What the task asks
Below are records. Find each line in them that holds the word "Target" and copy it.

Data extracted from a collection
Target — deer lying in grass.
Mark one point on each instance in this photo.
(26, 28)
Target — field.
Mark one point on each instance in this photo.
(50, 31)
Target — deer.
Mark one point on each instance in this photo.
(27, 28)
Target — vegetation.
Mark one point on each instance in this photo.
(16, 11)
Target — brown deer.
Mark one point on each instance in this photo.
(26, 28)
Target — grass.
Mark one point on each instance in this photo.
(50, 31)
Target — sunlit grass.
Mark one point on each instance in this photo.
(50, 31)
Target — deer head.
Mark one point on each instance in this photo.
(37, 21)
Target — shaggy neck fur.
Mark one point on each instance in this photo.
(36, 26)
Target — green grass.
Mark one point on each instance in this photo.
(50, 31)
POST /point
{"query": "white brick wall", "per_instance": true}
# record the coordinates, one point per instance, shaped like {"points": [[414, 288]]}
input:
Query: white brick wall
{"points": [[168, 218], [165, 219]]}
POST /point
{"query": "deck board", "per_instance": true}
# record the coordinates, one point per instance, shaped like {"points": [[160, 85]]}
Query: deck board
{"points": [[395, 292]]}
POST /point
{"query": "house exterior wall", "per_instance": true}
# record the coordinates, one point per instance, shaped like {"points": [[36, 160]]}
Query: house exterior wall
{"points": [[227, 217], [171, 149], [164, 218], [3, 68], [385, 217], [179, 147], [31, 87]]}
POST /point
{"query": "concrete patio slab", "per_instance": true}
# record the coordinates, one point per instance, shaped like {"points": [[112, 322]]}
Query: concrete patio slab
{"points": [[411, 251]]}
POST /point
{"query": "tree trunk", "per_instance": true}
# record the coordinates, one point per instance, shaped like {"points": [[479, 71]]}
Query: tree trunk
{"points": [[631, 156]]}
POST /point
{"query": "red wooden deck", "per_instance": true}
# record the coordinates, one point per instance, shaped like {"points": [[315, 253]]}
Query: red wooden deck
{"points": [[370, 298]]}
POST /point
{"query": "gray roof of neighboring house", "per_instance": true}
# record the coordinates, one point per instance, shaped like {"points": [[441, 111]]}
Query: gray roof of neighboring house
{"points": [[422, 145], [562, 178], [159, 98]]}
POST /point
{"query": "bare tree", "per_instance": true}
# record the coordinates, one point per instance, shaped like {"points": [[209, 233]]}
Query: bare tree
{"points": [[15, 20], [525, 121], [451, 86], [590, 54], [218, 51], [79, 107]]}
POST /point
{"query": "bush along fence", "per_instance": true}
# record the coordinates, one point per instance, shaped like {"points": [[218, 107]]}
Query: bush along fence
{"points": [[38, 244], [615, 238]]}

Exercise output
Target — deer lying in grass.
Target — field.
Target — deer.
Target — vegetation.
Target — brown deer.
Target — grass.
Target — sunlit grass.
Target — deer head.
Target — shaggy neck fur.
Target — green grass.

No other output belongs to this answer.